===== DOCUMENT SEGMENT =====

The arms are natural long levers which throw a greater stress on the deltoids than one realizes. In pronounced deltoid movement every ounce of weight he holds in his hand increases the deltoid stress. Therefore, he should realize that in the development process, the deltoids should be given full consideration. 

Deltoid exercise provides many interesting and fascinating movements. The Crucifix exercise is not the only one. There are many others, even though they may never have been brought to your attention. Strangely, they have rarely been discussed. Yet, they are such that will make deltoid exercise as great a pleasure as any other form of exercise. Not only this, but they will tend to give you a development of certain forearm muscles that most bodybuilders find difficult to obtain. Particularly is this true in developing the supinator longus of the forearm -- the muscle that shows its bulk on the front of the forearm mainly at the elbow joint,  and rolls over the elbow into the back of the arm. This muscle is what straightens the forearm with the upper arm, and is constantly brought into play in deltoid exercise. There is nothing better for developing strength into the wrists, in addition, in all deltoid movement you have trapezius-latissimus dorsi and pectoral action -- very important members in your muscular scheme.

In this article, I am going to make deltoid exercise much easier for you. I am going to make it more pleasant and free you from that objectionable kink. Moreover, I am going to lessen the leverage in a series of progressive exercises which I am outlining here for the first time. At the same time, you will be able to employ more weight, if you wish. At any rate, your progressive range of handling weight will be amplified safely. There will be no wrist strain, as one finds with the old fashioned kettlebell weights, or even with heavy dumbbells. At the same time the wrists will obtain special benefit in flexibility and strength. 

Do not start out with the set idea to use dumbbells or the combination kettlebell dumbbell, as heavy as possible. Be reasonable. Start out gradually. It is easier for you to step up than come down. As progression takes place, you can always increase accordingly to your growth in power. Different exercises call for different weight arrangements. Some permit heavier weights than do others, but be sensible in selecting weight per exercise. If one exercise calls for much less weight -- use it. Do not let vanity get the best of your better judgement. The successful one is he who prepared wisely. Follow this example and your improvement will be more noticeable.

===== STORED RECORDS =====

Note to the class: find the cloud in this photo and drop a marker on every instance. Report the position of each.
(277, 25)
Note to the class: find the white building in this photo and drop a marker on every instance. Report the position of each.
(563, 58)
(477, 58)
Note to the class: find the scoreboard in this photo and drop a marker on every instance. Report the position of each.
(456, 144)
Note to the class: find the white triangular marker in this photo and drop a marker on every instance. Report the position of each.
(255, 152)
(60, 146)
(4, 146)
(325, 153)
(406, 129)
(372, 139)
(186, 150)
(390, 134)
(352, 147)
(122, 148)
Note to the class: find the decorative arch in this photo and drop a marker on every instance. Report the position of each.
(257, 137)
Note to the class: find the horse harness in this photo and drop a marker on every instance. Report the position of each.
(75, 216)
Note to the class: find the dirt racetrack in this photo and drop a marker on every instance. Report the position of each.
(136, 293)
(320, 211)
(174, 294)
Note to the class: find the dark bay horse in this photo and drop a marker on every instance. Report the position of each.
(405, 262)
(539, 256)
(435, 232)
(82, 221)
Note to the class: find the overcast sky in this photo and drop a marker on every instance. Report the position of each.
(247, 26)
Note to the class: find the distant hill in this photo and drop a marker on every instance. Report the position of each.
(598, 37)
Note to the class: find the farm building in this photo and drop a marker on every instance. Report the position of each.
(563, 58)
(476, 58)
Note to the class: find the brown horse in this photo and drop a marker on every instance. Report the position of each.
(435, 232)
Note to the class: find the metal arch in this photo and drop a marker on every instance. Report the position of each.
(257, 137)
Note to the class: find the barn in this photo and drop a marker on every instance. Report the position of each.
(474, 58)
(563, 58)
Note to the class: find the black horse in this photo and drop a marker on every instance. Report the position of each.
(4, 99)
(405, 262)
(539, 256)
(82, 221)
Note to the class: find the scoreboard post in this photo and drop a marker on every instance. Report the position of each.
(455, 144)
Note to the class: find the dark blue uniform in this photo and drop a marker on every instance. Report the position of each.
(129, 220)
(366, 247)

=====

## [EXERCISE REQUIREMENTS]
(1) Collect every line of the records that contains the word "building", treating uppercase and lowercase as different.
(2) Write what comes next in the text on deltoid exercise, picking up after its final sentence.
The text on deltoid exercise and the records come from different sources.

## [ANSWERS TO THE TASKS]
(1)
Note to the class: find the white building in this photo and drop a marker on every instance. Report the position of each.
Note to the class: find the farm building in this photo and drop a marker on every instance. Report the position of each.

(2)
Study carefully the exercises supplied with this article. You will like the graduated half-bent-arm movements. They will prepare you for full-straight-arm movement. The deltoids and the wrists will be strengthened naturally, and smoothly. If you are interested in securing the fullest in muscular development, you will find greater possibilities in increasing your performing ability with heavier weight, and obtain a more powerful development than what has been heretofore possible.

Apart from gaining proficiency in the Crucifix position, your ability to raise a weight overhead will be increased. You will find that "carrying" the weight on the forearm will afford many fascinating forms of exercise, besides minimizing the the leverage disadvantage that has always been the bugaboo of deltoid development. You will acquire the habit of not gripping the weight too severely, which general practice compels.

In the forearm there are several muscles whose duty it is to pull down. These muscles are brought into action by gripping. They interfere with raising a weight to arms' length overhead. The skilled strength athlete employs the "free grip" when pressing a weight overhead. That is, he does not grip too severely with the thumb. Hu usually grasps his bar, in two-hand work, with the thumb overlapping the bar, same as the fingers. Of course, this is not advisable with one-hand work, but with one-hand work the bar "hangs" across the cup of the thumb joint. Even in this, after he gets the weight started on its way overhead, he releases his grip to a certain extent. The combination kettlebell-dumbbell, shown in these exercises provides an easy, natural "hang." Thus are you systematically coached to handle a weight, how to progressively build the muscles, and how to progressively work out each exercise, besides obtain the fullest benefit of graduating with increased weight. You will enjoy the variety of training this program affords better than ever. 

The deltoids respond quickly to stimulative development. When you look at yourself in the mirror you will see how splendid the muscular cap-like mound of the deltoid adds to the beauty of your physical appearance. Your shoulders will acquire a permanent "natural" width, that is far more preferable than the temporary "forced" back spread. On the street or on the beach, or at the pool your breadth of shoulders will be noticeable to an extent that will be favored by everyone including your neighbor's house-pet. Even the ants will line up in awe when you walk by, amazed at such shapely size in an endoskeletal being!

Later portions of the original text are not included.